> Extract provided
Today it’s turn for the Entertaiment Weekly issue of March 25 2005. That day there was 5 different covers featuring each of the housewives and, of course, Nicollette had her own.

I’m only typing the main article and Nicollette/Edie related things. But you can see the full scans here.

SECRETS & WIFE
Why we can’t stop talking about the Desperate women (and men) of Wisteria Lane.

ew nicolletteIf the debut of Sex and the City represented the brazen freedom women were feeling as they boozed, screwed, and made mounds of cash in the pre-bust late ’90s, Desperate Housewives marks the aftermath. Women are heading to the suburbs, choosing to stay home with the kids – and are incredibly self-aware about all the implications that follow. Housewives brilliantly exploits these insecurities: The suicide of neighbor Mary Alice boasts an uneasy Sylvia Path resonance; domestic items like measuring cups and knitting needles become foreboding weapons of mass destruction. Lynette’s (Felicity Huffman) addiction to her sons’ ADD medicine channels both the latest issue of O and a 1950s Redbook article about “mother’s little helpers.” Bree (Marcia Cross), the ultimate Housewife, is a women whose pearls and welltended garden make her as much a mid-century homemaker as a modern one. (In this case, keeping the home tidy means covering up her son’s hit-and-run DUI). With its picket fences and pastel houses, Wisteria Lane even resembles one of those conformist suburbs mocked in everything from American Beauty to The Stepford Wives. Then again, the neighborhood also looks a hell of a lot like our current landsapce, where we buy SUVs in the same creamy-dreamy colors as that KitchenAid mixer that’s basically a display piece.

> Problem to work on
Rewrite everything from "Today it’s turn" down to "full scans here." in the text about the Entertainment Weekly issue, putting "editions" in place of "covers".

(Free-text descriptions of objects)

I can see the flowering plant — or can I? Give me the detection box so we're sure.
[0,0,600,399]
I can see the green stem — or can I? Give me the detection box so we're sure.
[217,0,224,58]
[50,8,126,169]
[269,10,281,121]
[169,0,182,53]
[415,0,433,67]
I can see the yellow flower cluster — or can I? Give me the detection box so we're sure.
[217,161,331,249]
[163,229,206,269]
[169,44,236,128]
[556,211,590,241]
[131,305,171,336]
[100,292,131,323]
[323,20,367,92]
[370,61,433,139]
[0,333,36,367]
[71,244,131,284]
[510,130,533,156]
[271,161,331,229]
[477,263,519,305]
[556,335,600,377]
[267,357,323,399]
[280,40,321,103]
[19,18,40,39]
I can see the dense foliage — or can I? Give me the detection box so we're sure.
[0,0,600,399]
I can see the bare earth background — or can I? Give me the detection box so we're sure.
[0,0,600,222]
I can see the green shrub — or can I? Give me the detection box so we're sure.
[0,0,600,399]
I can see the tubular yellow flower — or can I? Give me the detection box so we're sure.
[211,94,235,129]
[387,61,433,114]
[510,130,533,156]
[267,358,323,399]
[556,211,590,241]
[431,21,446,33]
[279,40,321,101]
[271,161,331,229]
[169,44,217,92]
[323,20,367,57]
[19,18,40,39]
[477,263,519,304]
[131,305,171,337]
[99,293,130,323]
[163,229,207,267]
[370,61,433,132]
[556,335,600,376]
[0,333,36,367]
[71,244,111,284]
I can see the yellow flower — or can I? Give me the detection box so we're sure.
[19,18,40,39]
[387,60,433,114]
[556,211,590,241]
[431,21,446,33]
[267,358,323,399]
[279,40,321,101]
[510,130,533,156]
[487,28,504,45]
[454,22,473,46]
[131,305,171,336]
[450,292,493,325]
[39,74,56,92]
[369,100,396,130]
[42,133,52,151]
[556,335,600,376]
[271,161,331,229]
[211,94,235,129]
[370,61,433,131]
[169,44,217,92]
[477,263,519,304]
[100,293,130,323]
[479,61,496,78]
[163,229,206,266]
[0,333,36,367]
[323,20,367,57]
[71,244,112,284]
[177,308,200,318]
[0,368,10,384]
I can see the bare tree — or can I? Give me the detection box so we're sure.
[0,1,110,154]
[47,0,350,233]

> Completed task
Today it’s turn for the Entertaiment Weekly issue of March 25 2005. That day there was 5 different editions featuring each of the housewives and, of course, Nicollette had her own.

I’m only typing the main article and Nicollette/Edie related things. But you can see the full scans here.